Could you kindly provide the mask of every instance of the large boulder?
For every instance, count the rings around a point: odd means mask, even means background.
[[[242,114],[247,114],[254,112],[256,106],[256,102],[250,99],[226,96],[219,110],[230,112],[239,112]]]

--

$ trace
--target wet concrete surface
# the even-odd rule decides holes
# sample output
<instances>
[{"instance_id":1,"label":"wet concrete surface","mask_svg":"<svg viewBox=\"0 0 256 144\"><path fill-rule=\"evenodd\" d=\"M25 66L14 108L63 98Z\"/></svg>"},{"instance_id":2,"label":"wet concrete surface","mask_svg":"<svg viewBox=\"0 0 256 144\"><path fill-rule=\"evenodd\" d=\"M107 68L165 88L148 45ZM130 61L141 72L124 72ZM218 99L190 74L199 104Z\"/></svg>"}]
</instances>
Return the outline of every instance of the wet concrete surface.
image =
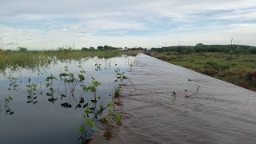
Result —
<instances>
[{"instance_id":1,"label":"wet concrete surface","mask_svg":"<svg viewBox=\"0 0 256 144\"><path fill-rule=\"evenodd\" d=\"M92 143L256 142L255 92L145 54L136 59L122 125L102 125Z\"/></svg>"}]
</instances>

...

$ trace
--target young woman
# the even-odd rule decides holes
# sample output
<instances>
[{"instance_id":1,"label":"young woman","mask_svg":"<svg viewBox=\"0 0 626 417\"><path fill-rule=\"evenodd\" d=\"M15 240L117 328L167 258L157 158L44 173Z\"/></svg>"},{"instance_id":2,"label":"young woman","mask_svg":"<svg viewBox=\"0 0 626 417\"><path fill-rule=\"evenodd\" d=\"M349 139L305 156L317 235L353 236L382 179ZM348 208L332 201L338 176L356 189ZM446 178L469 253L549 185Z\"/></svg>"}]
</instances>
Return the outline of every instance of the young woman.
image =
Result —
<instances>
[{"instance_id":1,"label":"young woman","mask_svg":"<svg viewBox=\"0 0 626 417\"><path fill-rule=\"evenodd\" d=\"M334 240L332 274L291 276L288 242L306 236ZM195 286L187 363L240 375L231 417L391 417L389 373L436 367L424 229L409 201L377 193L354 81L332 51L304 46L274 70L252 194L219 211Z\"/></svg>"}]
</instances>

__YOUR INSTRUCTIONS__:
Pick out every line of the records above that contains the string "target", treating uppercase and lowercase letters as distinct, and copy each such line in full.

__SOLUTION__:
--target wet concrete surface
--target young woman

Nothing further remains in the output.